§ **Selected excerpt**:
>>>>>
The former comprised data for 8.6 million patients captured between 1977 and 2018, corresponding to 24,000 pancreatic cancer cases, whereas the latter had clinical data of three million patients with 3,900 pancreatic cancer cases.

The team trained and tested a diverse array of ML models on the sequence of disease codes in the DNPR and US-VA clinical records and tested the prediction of cancer occurrence within incremental time intervals termed CancerRiskNet.

In constructing predictive models, the team used the three-character category International Classification of Diseases (ICD) diagnostic codes and defined ‘pancreatic cancer patients’ as patients with at least one code under C25, indicating malignant neoplasm of the pancreas.

The accuracy of cancer diagnosis disease codes was ~98%. Finally, the researchers flagged which diagnoses in a patient’s history of diagnosis codes were most informative of cancer risk to propose an ideal surveillance program.

Further, the researchers evaluated the prediction performance of the different models trained in the DNPR using the area under the receiver operating characteristic (AUROC) and relative risk (RR) curves. In addition, they reported ML-derived RR scores of patients with cancer in the high-risk group.

Results

All previous studies using real-world clinical records to predict pancreatic cancer risk fetched encouraging results but did not use the time sequence of disease histories to extract time-sequential longitudinal features. In this study, they evaluated the non-time-sequential models on the DNPR dataset.

Overall, the time-sequential model, Transformer, had the best performance for cancer incidence prediction within 36 months of the assessment date, with an AUROC of 0.879, followed closely by GRU with an AUROC of 0.852.
<<<<<
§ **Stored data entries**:
>>>>>
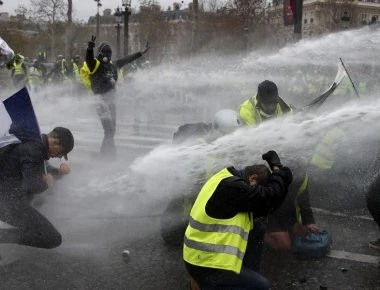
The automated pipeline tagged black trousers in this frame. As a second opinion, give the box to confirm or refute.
[0,197,62,249]
[97,96,116,157]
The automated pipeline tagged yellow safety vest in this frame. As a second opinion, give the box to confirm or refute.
[294,174,309,224]
[73,62,82,83]
[310,127,346,169]
[239,96,291,126]
[13,63,25,75]
[183,168,253,274]
[80,60,100,90]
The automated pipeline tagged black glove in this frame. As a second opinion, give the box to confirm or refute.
[262,150,282,170]
[277,166,293,185]
[88,35,96,50]
[141,41,150,54]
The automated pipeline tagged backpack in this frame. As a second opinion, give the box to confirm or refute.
[291,230,332,260]
[79,60,100,90]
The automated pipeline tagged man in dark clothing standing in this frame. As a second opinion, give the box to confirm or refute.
[82,36,149,157]
[0,126,74,249]
[183,151,292,289]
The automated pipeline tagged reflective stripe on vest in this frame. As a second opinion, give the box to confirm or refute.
[310,127,345,169]
[183,168,253,273]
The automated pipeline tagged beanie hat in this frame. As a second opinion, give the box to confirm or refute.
[257,80,279,104]
[52,127,74,160]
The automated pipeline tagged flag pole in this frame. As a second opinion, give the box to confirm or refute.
[339,57,360,99]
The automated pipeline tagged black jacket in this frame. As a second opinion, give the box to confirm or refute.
[206,167,288,219]
[185,167,289,282]
[86,49,142,95]
[0,128,49,199]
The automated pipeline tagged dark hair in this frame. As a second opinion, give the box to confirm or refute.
[48,127,74,160]
[244,164,270,184]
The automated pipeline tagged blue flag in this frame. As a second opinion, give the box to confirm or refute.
[0,88,41,148]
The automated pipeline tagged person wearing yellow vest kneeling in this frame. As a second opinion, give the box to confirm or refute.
[183,151,292,289]
[239,80,293,126]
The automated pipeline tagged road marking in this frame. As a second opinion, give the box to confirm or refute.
[312,207,373,220]
[327,250,380,265]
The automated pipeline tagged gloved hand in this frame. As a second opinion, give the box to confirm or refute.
[277,166,293,185]
[141,41,150,54]
[88,35,96,50]
[262,150,282,170]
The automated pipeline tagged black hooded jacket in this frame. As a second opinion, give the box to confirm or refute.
[206,167,288,219]
[86,49,142,95]
[0,127,49,200]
<<<<<
§ **Work to complete**: Please reproduce the passage on pancreatic cancer prediction above, starting with "Overall, the time-sequential" and going on through "AUROC of 0.852.".

§ **Expected answer**:
Overall, the time-sequential model, Transformer, had the best performance for cancer incidence prediction within 36 months of the assessment date, with an AUROC of 0.879, followed closely by GRU with an AUROC of 0.852.